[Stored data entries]
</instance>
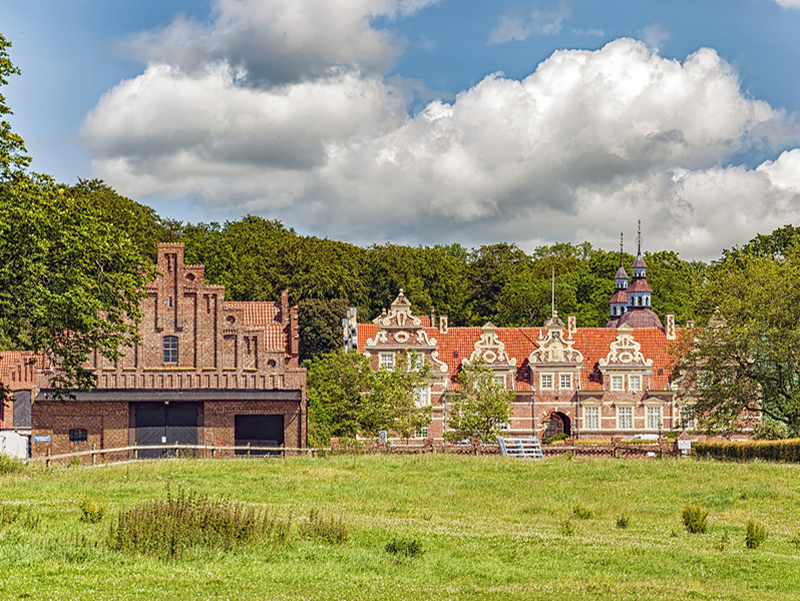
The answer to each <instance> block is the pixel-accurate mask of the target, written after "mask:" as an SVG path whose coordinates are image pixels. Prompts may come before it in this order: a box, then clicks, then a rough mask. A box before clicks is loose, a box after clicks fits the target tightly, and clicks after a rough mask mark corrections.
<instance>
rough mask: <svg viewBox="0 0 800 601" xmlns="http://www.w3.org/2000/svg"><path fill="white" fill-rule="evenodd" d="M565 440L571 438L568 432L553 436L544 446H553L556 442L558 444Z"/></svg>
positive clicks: (544, 441)
mask: <svg viewBox="0 0 800 601" xmlns="http://www.w3.org/2000/svg"><path fill="white" fill-rule="evenodd" d="M565 438H569V434H567V433H566V432H559V433H558V434H553V435H552V436H551V437H550V438H548V439H547V440H545V441H544V444H553V443H554V442H558V441H559V440H564V439H565Z"/></svg>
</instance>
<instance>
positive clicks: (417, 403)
mask: <svg viewBox="0 0 800 601" xmlns="http://www.w3.org/2000/svg"><path fill="white" fill-rule="evenodd" d="M414 402H416V404H417V407H427V406H428V405H430V404H431V389H430V387H429V386H428V387H425V388H417V395H416V398H415V399H414Z"/></svg>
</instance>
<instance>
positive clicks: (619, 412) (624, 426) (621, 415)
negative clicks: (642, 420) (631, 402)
mask: <svg viewBox="0 0 800 601" xmlns="http://www.w3.org/2000/svg"><path fill="white" fill-rule="evenodd" d="M617 428H619V429H620V430H633V407H631V406H630V405H623V406H621V407H620V406H617Z"/></svg>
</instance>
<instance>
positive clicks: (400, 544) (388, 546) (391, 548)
mask: <svg viewBox="0 0 800 601" xmlns="http://www.w3.org/2000/svg"><path fill="white" fill-rule="evenodd" d="M386 552H387V553H391V554H392V555H398V556H403V557H416V556H418V555H422V553H423V549H422V543H421V542H420V541H418V540H417V539H415V538H414V539H403V538H393V539H392V540H390V541H389V542H388V543H386Z"/></svg>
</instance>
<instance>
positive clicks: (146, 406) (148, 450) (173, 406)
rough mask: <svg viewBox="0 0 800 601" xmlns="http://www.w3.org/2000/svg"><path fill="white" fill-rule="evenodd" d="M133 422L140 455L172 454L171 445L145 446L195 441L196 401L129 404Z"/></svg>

TASK PROMPT>
The number of lines containing "rough" is all that is wanted; tally them in the data.

RESPONSE>
3